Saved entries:
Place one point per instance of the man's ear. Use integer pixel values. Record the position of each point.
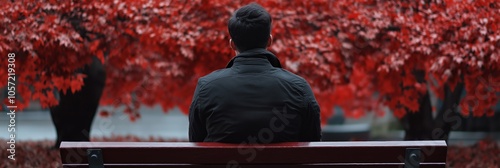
(270, 41)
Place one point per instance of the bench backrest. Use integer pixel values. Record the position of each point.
(296, 154)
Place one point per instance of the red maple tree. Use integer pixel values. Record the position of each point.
(360, 55)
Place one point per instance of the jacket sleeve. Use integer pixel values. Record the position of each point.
(197, 126)
(311, 123)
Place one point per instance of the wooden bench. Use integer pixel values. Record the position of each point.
(286, 155)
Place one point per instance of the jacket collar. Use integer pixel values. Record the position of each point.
(258, 52)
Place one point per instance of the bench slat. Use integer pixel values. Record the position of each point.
(376, 152)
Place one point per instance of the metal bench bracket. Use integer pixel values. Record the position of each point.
(95, 158)
(413, 157)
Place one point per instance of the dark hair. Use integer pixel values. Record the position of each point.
(250, 27)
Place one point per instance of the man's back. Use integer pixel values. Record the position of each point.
(254, 101)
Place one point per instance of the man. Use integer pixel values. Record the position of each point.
(253, 100)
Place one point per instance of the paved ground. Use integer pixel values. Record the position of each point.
(37, 125)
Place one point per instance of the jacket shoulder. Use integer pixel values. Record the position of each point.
(291, 77)
(217, 74)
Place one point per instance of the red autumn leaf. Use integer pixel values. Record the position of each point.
(104, 113)
(358, 56)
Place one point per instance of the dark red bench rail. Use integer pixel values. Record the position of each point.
(313, 154)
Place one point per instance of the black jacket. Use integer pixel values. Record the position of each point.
(253, 100)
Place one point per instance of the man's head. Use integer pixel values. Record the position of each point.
(250, 28)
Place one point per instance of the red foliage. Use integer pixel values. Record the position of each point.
(359, 55)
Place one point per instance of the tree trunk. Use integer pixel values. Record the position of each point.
(74, 115)
(422, 125)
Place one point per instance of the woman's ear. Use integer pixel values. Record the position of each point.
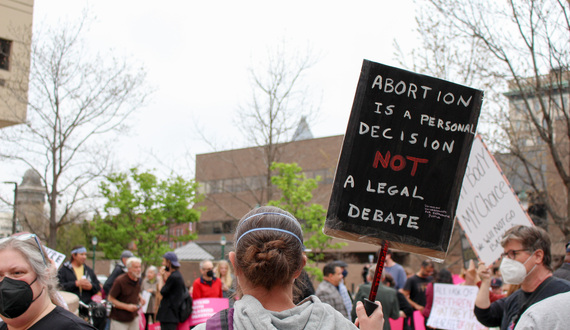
(539, 256)
(298, 273)
(232, 256)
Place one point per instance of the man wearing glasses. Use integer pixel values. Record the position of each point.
(76, 277)
(525, 261)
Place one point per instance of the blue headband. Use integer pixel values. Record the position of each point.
(273, 229)
(79, 250)
(274, 213)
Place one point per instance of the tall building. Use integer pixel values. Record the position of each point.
(5, 224)
(15, 40)
(31, 205)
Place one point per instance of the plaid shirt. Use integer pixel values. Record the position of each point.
(329, 294)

What is needed: Copy out the lines of the material above word for word, starting with the line that contains "Place one point per instance of the black" and continuing through the end of the material, with both ends included. Leave the pictures out of your copy.

Solution to this problem:
Place one point per instance of the black jacket. Use integer pixel values. Record the position of each point.
(253, 100)
Place one point per instance of the man's head. Use integer pixel values. Record the position of each point.
(250, 28)
Place one point per instance of the red foliage. Use integer pixel values. Record the position of each point.
(359, 55)
Place one point per instance of the tree trunk. Use integer pixel values. Record the position of each point.
(74, 115)
(422, 125)
Place one point per instance of the woman's ear. Use integer pixel values. Record the position of each point.
(539, 256)
(298, 273)
(232, 256)
Place one point per instance of the man wearing glasses. Use integer pixel values. Record the position of each point.
(76, 277)
(525, 261)
Place one point per instance of the blue headband. Use integer pixel values. Record the position of each point.
(273, 229)
(79, 250)
(274, 213)
Place one point per instance of the tall building. Use integer pixel values. Record the position of each point.
(5, 224)
(15, 40)
(31, 205)
Place one point per instance of the plaid shirt. Use integer pixel values. Record the position of each point.
(329, 294)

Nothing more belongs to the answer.